| Passage to read |
#####

Value Engineering’s Role in Collaborative Delivery

What is Value Engineering?

Value engineering (VE) is a creative, systematic approach to providing the essential functions of a project at the best value. Successful VE results are achieved through an open, collaborative review of the project that considers life cycle costs, performance, quality, reliability, and safety. VE is one of the many benefits that collaborative-delivery methods such as CMAR, design-build, and progressive design-build offer to project owners.

Benefits of Value Engineering

The main goal of VE is to provide owners with a system that has the same functionality at a reduced cost; however, there are additional benefits. The VE process promotes collaboration among the entire project team during preconstruction when relationships between the contractor, engineer, and owner are being developed. VE requires a high level of communication between all parties to quickly vet ideas and implement changes. This process establishes lines of communication that last throughout the project and helps build trust among the project team. Establishing the owner’s needs up front helps ensure their critical requirements are not negatively affected. In addition to the team building aspects, VE can reduce the duration of a project by eliminating scope or altering means and methods to improve constructability. Risk can be also be reduced by removing scope or clarifying expectations for ambiguous scopes. The benefits of VE make it a key component of the collaborative-delivery process.

#####

| Supplied material |
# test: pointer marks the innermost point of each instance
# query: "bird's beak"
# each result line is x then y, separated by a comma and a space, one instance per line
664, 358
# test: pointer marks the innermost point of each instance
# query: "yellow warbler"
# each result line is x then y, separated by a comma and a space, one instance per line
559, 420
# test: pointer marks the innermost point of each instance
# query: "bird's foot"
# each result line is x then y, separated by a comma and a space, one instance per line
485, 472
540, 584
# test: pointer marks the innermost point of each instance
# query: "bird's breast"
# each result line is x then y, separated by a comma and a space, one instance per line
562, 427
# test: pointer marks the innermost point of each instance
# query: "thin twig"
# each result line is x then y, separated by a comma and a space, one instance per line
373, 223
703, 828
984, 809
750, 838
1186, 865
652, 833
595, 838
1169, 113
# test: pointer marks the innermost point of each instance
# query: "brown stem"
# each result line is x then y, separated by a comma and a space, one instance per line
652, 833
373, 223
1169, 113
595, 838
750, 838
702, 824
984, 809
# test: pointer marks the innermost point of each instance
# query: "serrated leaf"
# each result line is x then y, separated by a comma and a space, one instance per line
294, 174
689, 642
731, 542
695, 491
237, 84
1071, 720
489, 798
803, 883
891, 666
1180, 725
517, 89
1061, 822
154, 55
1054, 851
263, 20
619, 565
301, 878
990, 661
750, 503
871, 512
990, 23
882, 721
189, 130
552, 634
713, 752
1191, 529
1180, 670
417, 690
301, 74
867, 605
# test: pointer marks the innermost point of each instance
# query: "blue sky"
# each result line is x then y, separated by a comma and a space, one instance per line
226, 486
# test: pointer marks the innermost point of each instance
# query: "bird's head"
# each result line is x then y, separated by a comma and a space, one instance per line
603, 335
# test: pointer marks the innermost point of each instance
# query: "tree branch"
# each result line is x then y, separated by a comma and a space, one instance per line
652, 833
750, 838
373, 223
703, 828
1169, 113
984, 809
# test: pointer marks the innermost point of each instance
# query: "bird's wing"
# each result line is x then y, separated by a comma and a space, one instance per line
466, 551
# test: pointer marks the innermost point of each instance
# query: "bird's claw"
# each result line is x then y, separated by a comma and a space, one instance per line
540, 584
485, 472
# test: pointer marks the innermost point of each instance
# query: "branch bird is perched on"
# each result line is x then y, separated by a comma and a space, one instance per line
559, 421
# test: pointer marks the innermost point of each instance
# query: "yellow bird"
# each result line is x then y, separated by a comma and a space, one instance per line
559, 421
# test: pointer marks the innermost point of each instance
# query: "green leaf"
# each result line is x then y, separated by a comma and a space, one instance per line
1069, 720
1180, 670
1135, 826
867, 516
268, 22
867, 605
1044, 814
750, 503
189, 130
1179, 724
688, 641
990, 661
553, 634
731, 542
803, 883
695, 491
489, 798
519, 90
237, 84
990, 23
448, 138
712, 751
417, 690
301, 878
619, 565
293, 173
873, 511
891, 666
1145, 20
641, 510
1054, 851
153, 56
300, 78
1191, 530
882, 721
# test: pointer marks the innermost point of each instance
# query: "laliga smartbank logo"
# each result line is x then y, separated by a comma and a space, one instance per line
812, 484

#####

| Short task A |
Answer these questions using the value engineering text.
(i) Which collaborative-delivery methods does it name?
(ii) What does it give as the main goal of VE?
(iii) By what two means can VE reduce the duration of a project?
| Short task B |
Rewrite the part of the value engineering text that opens with the words "What is Value" and closes with "to project owners.", switching "life cycle costs" to "lifetime costs".

| Exercise output A |
(i) CMAR, design-build, and progressive design-build.
(ii) To provide owners with a system that has the same functionality at a reduced cost.
(iii) By eliminating scope or by altering means and methods to improve constructability.

| Exercise output B |
What is Value Engineering?

Value engineering (VE) is a creative, systematic approach to providing the essential functions of a project at the best value. Successful VE results are achieved through an open, collaborative review of the project that considers lifetime costs, performance, quality, reliability, and safety. VE is one of the many benefits that collaborative-delivery methods such as CMAR, design-build, and progressive design-build offer to project owners.